● **GOAL**: Write out the lines below as a JSON list of strings, one string for each line, with blank lines skipped. Leave the pictures out.

● **RECORDS TO USE**:
--------------------------------------------------
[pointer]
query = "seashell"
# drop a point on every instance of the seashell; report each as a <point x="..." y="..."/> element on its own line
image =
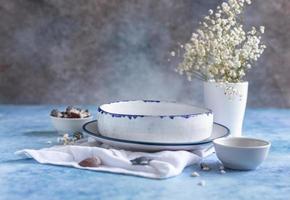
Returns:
<point x="204" y="167"/>
<point x="201" y="183"/>
<point x="91" y="162"/>
<point x="195" y="174"/>
<point x="141" y="161"/>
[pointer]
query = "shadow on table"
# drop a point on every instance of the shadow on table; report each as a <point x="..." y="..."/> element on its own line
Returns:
<point x="18" y="161"/>
<point x="47" y="133"/>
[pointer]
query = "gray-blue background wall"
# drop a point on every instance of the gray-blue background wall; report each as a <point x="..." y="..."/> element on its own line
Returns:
<point x="94" y="51"/>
--------------------------------------------------
● **SOLUTION TO THE PROBLEM**:
[
  "[pointer]",
  "query = \"seashell\"",
  "# drop a point on every instance of the seashell; report each as a <point x=\"...\" y=\"...\"/> element on its own line",
  "image =",
  "Returns:",
  "<point x=\"204\" y=\"167\"/>",
  "<point x=\"201\" y=\"183\"/>",
  "<point x=\"91\" y=\"162\"/>",
  "<point x=\"195\" y=\"174\"/>",
  "<point x=\"141\" y=\"161\"/>",
  "[pointer]",
  "query = \"shadow on table\"",
  "# drop a point on every instance of the shadow on table; report each as a <point x=\"...\" y=\"...\"/> element on its own line",
  "Returns:",
  "<point x=\"18\" y=\"161\"/>",
  "<point x=\"47\" y=\"133\"/>",
  "[pointer]",
  "query = \"gray-blue background wall\"",
  "# drop a point on every instance of the gray-blue background wall; report each as a <point x=\"...\" y=\"...\"/> element on its own line",
  "Returns:",
  "<point x=\"94\" y=\"51\"/>"
]